The path to get here has been deliberately long. First, a zero-technology MVP: live and online seminars, Claude skills, and working documents shared with clients. Months spent exploring the problem with traditional methods, understanding what people in companies really ask for, where the process gets stuck, which questions lead to useful answers, and which don’t. Only after consolidating that knowledge did I start turning it into a prototype built with Lovable.
The platform is multi-tenant: a dedicated workspace is created for a company or a team. The workspace owner can invite colleagues who begin the journey through questionnaires administered by an agent in a chat interface.
The questionnaires are analyzed in real time by another agent, which returns an individual report designed to help the user improve their ability to collaborate with AI.
This kind of analysis would be impossible for a human, whereas an LLM can conduct it effectively at an extraordinarily low cost (a few euros) relative to the value it generates for the user.
But it doesn’t stop there: the workspace owner can also generate a collective report for the entire team using an advanced reasoning model like Gemini Pro or Anthropic Opus 4.7. This work would take days of analyst time and would cost enough to make it entirely inaccessible to the vast majority of companies. Thanks to agents, an accurate and in-depth snapshot of AI adoption levels can be produced in a few days, self-service. With the right reference framework, a reasoning model can generate a highly detailed analysis. This, for example, is the beginning of the report I generated during a test with my students in the Digital Entrepreneurship course at Roma3 University.
The underlying logic is that every part of the method that can be executed by an agent must be executed by an agent, for two reasons. The first is access: making the service sustainable for companies that otherwise couldn’t use it. The second is consistent with the method itself: if I’m proposing to companies a model for building an AI adoption strategy within their processes, I have to start by applying it to my own processes. A consultant who preaches AI and only works with traditional tools (webinars, classroom lectures, e-learning) is a contradiction in terms.

• _EXPLORE THE MATERIAL_
**A.** Answer these questions from the text on the AI adoption platform, one per line:
(i) What was the prototype built with?
(ii) Who can invite colleagues into a workspace?
(iii) Which reasoning models are named as examples for generating the collective report?
**B.** Reproduce the portion of the text on the AI adoption platform between "This kind of" and "at Roma3 University.", inclusive.
**C.** From the text on the AI adoption platform, list every traditional tool given in parentheses as an example of what a consultant who preaches AI might still work with.
Rely only on the text on the AI adoption platform to answer.

• _LISTED ENTRIES_

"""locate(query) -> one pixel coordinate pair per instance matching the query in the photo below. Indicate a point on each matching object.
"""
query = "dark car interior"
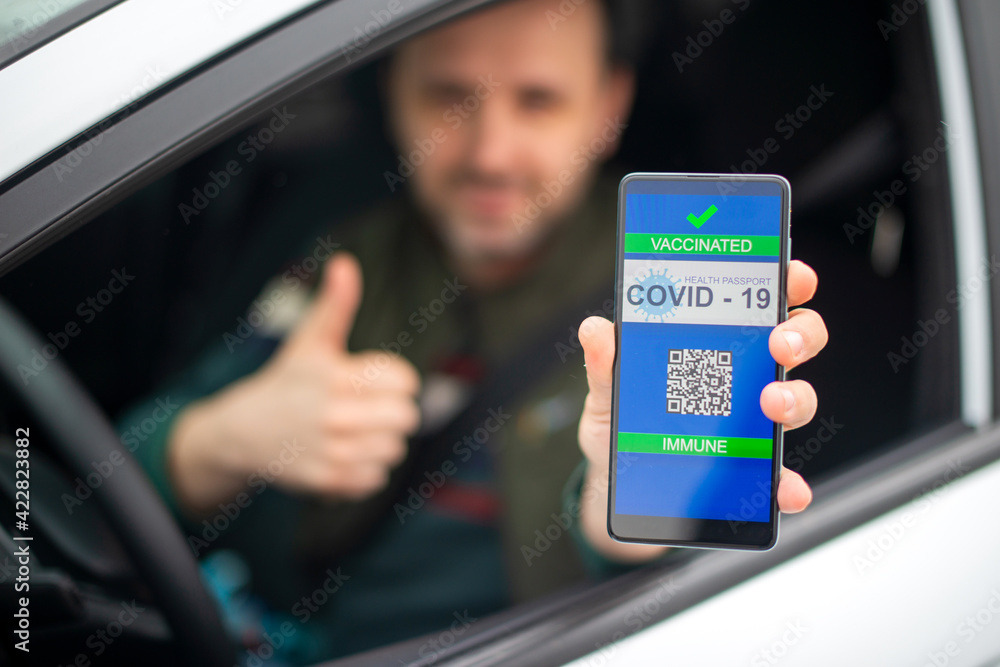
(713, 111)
...
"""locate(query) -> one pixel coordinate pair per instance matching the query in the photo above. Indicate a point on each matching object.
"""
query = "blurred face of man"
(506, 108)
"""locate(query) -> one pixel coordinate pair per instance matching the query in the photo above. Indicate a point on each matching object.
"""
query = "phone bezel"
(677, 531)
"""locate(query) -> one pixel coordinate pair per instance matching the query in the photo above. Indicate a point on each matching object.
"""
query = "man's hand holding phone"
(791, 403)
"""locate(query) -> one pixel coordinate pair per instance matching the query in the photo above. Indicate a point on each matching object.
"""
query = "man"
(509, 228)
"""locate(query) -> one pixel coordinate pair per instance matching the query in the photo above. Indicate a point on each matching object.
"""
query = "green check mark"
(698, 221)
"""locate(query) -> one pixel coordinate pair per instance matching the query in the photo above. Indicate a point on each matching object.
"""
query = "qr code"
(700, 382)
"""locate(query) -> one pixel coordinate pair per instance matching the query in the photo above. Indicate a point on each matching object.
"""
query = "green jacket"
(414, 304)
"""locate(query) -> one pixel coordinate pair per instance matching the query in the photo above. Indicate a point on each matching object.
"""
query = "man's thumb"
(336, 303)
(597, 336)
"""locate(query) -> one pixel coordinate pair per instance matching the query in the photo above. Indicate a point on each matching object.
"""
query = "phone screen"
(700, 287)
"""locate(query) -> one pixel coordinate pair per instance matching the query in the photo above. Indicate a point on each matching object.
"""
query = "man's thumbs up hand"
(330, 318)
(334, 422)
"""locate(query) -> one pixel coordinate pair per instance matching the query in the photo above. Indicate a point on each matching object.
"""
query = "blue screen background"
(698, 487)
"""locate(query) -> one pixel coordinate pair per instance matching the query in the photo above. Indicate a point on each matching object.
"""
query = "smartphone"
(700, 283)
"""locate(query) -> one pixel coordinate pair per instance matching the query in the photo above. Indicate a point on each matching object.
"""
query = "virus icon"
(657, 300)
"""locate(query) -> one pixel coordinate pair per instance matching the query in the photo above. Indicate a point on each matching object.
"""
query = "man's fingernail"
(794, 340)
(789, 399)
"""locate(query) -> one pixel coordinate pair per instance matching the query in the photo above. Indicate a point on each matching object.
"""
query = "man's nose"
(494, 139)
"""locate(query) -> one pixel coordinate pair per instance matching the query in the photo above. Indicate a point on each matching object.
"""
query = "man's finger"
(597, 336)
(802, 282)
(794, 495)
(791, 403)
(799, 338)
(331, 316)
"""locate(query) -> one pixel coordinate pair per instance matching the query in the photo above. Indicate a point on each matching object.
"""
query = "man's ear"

• _RESPONSES BY ITEM NUMBER_
**A.**
(i) Lovable
(ii) The workspace owner
(iii) Gemini Pro or Anthropic Opus 4.7

**B.**
This kind of analysis would be impossible for a human, whereas an LLM can conduct it effectively at an extraordinarily low cost (a few euros) relative to the value it generates for the user.
But it doesn’t stop there: the workspace owner can also generate a collective report for the entire team using an advanced reasoning model like Gemini Pro or Anthropic Opus 4.7. This work would take days of analyst time and would cost enough to make it entirely inaccessible to the vast majority of companies. Thanks to agents, an accurate and in-depth snapshot of AI adoption levels can be produced in a few days, self-service. With the right reference framework, a reasoning model can generate a highly detailed analysis. This, for example, is the beginning of the report I generated during a test with my students in the Digital Entrepreneurship course at Roma3 University.

**C.**
webinars
classroom lectures
e-learning